### Brief:
Reproduce every one of the items below word for word, leaving each line unchanged.

[Stored data]

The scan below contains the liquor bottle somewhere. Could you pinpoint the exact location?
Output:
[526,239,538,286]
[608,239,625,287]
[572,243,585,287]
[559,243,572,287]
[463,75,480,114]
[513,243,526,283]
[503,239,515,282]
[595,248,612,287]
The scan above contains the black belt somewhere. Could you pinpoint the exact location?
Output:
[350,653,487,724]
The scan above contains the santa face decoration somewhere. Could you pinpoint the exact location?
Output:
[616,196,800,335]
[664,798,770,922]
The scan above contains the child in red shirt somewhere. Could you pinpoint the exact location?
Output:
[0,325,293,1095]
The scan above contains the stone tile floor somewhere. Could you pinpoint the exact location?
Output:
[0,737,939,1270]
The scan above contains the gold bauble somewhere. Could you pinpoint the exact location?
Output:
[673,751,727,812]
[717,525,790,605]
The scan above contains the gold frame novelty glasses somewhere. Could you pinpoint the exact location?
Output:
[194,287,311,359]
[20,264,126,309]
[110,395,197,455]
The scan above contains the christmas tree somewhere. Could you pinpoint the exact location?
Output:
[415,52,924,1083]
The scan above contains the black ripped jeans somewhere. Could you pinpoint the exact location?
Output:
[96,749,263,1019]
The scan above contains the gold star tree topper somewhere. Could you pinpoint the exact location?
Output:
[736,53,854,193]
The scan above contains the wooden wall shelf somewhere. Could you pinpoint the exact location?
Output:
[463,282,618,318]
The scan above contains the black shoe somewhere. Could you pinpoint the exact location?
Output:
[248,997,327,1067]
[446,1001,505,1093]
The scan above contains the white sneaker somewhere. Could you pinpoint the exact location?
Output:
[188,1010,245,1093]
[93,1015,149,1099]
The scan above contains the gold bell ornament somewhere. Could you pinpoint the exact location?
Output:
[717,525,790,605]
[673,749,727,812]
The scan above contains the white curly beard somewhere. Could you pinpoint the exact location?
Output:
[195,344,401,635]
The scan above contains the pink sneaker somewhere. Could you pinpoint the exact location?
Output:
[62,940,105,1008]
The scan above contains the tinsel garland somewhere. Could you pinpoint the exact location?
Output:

### Output of the exercise:
The scan below contains the liquor bottle somewhere. Could you pinpoint the exact location?
Output:
[526,239,538,286]
[608,239,625,287]
[572,243,585,287]
[559,243,572,287]
[463,75,480,114]
[513,243,526,283]
[503,239,515,282]
[595,248,612,287]
The scan above contains the black belt somewhere. Could you pinpoint the exact location?
Output:
[350,653,487,724]
The scan above contains the santa face decoration somewhere. Could you pinpoint the exact location?
Output:
[616,196,800,335]
[664,798,770,922]
The scan above contains the child in red shirt somewhere. Could you pinpoint the exact location?
Output:
[0,325,293,1095]
The scan above contains the stone tile floor somewhere. Could you pinpoint the exact location?
Output:
[0,737,939,1270]
The scan above contains the gold bauble somewhere. Could you pinpoint the exact location?
Output:
[673,751,727,812]
[717,525,790,605]
The scan above contains the gold frame novelty glasses somewhere. Could you pinpoint the exact location?
Output:
[194,287,311,359]
[20,264,126,309]
[110,395,197,455]
The scan above contains the christmas tree somewhere. Could you pinpoint the exact location?
Output:
[415,52,924,1083]
The scan above contains the black ripped jeans somewhere. Could you pinpoint the exact location?
Output:
[96,749,263,1019]
The scan above contains the gold star tree topper somewhere. Could you pinpoint the exact location?
Output:
[736,53,854,193]
The scan above contains the wooden wall shelf somewhere. Could you pinpoint the exact location?
Output:
[463,282,618,318]
The scan above contains the black shoe somewhere. Could you pinpoint the exact location?
Output:
[248,997,327,1067]
[446,1001,505,1093]
The scan above contains the white sneaker somewhere. Could you pinpoint the exact location?
Output:
[188,1010,245,1093]
[93,1015,149,1099]
The scan above contains the gold bell ornament somewhere. Could you pinpoint the exact location?
Output:
[717,525,790,605]
[673,749,727,812]
The scan above contains the white curly beard somewhere. Could you pinpoint the exact location?
Output:
[195,344,401,635]
The scan above contains the pink sneaker somewhere. Could you pinpoint the exact location?
Output:
[62,940,105,1008]
The scan above contains the tinsel garland somewhere. Could you pinpoint the exact location?
Output:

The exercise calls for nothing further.